### [WHAT TO DO]
Rewrite the stretch of the listing from the line containing "Mark every instance of the suv side" through the end of the listing, changing "frosted" to "clouded" and leaving every other part of those lines as it is.

### [Dataset items]
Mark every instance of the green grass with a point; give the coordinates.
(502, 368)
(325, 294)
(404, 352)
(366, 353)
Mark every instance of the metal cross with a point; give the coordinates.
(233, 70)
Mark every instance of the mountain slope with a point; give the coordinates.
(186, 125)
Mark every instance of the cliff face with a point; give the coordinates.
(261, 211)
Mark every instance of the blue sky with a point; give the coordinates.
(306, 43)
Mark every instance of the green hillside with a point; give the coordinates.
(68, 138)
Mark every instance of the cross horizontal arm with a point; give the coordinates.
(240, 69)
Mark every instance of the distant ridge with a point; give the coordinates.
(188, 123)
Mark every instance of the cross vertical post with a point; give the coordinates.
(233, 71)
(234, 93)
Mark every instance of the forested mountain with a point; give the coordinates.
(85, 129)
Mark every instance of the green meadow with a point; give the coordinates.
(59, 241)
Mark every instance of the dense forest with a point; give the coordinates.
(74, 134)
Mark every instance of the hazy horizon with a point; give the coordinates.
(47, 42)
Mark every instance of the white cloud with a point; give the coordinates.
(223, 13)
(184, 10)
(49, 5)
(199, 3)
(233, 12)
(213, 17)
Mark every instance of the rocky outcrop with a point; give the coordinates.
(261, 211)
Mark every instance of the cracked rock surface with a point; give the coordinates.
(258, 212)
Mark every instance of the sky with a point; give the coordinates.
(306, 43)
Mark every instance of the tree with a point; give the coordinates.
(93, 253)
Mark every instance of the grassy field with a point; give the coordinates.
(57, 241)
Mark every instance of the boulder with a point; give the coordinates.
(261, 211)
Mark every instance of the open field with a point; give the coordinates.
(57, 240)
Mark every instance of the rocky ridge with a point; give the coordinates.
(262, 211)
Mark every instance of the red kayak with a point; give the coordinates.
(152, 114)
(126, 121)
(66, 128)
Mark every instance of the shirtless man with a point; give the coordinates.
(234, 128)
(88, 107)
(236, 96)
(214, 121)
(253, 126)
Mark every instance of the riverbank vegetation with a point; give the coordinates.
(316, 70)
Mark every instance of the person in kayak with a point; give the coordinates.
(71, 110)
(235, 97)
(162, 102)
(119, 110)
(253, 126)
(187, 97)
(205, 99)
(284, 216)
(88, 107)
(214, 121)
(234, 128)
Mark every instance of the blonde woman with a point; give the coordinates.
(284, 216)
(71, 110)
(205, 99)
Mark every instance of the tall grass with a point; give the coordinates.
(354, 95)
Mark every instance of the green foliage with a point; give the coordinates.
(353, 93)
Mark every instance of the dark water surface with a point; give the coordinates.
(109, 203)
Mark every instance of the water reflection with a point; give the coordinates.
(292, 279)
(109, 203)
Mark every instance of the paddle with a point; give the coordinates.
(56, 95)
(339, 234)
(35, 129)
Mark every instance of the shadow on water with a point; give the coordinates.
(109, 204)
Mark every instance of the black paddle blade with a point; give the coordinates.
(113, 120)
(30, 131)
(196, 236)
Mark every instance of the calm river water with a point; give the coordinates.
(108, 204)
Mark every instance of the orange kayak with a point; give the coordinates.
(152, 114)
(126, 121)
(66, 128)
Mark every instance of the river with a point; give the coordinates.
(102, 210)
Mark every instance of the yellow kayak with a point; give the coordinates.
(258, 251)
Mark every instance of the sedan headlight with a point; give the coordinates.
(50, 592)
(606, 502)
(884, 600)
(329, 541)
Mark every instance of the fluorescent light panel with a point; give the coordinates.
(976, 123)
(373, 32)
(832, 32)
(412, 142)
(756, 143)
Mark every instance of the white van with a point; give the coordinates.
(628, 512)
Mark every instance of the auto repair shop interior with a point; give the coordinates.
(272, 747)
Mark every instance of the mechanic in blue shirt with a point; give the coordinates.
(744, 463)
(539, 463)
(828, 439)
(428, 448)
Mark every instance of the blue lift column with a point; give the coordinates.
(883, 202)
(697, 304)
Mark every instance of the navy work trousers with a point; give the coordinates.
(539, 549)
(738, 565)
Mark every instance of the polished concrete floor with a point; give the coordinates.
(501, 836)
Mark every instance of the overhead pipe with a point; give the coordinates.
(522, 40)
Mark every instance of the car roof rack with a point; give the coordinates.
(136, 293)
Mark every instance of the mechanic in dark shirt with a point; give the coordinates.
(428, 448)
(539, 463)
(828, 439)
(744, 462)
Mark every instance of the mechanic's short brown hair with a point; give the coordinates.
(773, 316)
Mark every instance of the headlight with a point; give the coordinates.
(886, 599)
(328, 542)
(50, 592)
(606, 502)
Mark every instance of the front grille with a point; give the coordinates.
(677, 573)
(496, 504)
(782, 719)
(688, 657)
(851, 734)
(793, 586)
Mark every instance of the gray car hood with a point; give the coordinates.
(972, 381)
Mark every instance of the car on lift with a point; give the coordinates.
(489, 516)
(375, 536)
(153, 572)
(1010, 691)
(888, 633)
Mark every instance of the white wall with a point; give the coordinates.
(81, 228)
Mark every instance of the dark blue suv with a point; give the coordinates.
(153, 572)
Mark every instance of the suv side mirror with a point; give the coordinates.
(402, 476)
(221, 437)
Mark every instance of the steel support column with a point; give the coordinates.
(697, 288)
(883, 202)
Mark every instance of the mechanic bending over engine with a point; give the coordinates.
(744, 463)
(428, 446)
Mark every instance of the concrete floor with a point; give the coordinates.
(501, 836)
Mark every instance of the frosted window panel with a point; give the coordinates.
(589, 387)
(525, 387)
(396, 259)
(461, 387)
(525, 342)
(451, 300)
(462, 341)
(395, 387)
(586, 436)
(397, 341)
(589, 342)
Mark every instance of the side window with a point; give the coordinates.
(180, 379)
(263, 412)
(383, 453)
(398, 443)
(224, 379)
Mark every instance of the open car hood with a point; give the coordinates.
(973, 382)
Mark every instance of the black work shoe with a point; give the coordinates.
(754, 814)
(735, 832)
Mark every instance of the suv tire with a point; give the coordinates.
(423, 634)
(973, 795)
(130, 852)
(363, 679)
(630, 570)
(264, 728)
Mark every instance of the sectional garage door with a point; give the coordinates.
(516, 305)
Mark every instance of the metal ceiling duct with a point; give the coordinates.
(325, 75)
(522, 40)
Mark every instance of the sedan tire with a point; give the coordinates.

### [ANSWER TO THIS TASK]
Mark every instance of the suv side mirror with a point; give the coordinates.
(402, 476)
(221, 437)
Mark every instance of the steel support column with a point; give the coordinates.
(697, 288)
(883, 202)
Mark every instance of the mechanic bending over engine with a point; give the coordinates.
(744, 463)
(428, 446)
Mark every instance of the concrete floor with a point; give the coordinates.
(501, 836)
Mark every instance of the clouded window panel with a point; give the coordinates.
(589, 387)
(525, 387)
(396, 259)
(461, 387)
(525, 342)
(451, 300)
(462, 341)
(395, 387)
(586, 436)
(397, 341)
(589, 342)
Mark every instance of the side window with a point; give the coordinates.
(180, 379)
(263, 412)
(383, 453)
(398, 443)
(224, 379)
Mark every instance of the open car hood with a point; give the coordinates.
(973, 382)
Mark every instance of the black work shoe with a point; give the coordinates.
(754, 814)
(735, 832)
Mark every instance of the suv tire with a point; give the coordinates.
(423, 634)
(973, 795)
(130, 852)
(363, 679)
(630, 570)
(264, 728)
Mark every instance of the sectional garage door with a point; give the coordinates.
(516, 305)
Mark every instance of the metal ceiling duct with a point; give the coordinates.
(325, 75)
(522, 40)
Mark every instance of the sedan tire with a point; give the coordinates.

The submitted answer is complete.